Position identification listing

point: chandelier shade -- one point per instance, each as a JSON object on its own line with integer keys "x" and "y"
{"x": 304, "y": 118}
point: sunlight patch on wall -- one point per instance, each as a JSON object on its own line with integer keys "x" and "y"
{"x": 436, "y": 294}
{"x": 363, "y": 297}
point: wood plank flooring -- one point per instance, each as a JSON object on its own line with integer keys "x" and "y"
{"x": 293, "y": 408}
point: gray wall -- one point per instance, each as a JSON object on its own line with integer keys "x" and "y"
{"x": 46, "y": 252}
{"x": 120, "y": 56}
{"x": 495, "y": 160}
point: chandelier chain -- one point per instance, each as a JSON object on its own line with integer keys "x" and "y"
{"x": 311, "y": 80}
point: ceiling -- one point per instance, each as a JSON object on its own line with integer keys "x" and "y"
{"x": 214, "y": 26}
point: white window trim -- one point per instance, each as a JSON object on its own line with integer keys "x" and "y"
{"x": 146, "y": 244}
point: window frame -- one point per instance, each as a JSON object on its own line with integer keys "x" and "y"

==

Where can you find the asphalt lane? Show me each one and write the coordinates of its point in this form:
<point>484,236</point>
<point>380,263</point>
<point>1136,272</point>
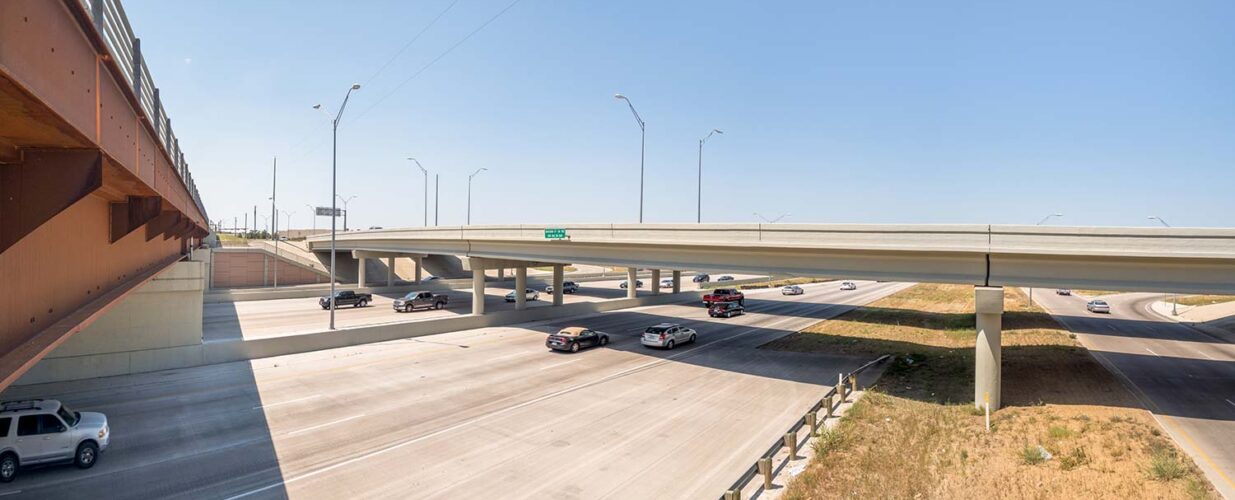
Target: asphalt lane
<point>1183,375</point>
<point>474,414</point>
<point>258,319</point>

▶ PROBLEM: Reproduce the part of the listing that opens with the line containing "point: gray wall" and closes with the line containing "point: window frame", requests included, and scale every coordinate in the answers by 2.35, rounding each to a whole number with halves rounded up. Leave the requests and their format samples unchanged.

▶ RESPONSE:
point: gray wall -- one point per instance, each as a JSON object on its own line with integer keys "x" and "y"
{"x": 108, "y": 592}
{"x": 282, "y": 132}
{"x": 1163, "y": 376}
point: chandelier chain -- one point per instance, each as a JSON object on its own line with integer keys "x" and "y"
{"x": 731, "y": 188}
point: ceiling -- one point per instance, each as a JSON object on its own line with integer keys "x" and "y"
{"x": 503, "y": 61}
point: white window trim -- one point per instance, each as a JSON object on its own line with integer keys "x" and "y"
{"x": 343, "y": 573}
point: window frame -- one point per instance, each as a JSON object on its own line with integer keys "x" and "y"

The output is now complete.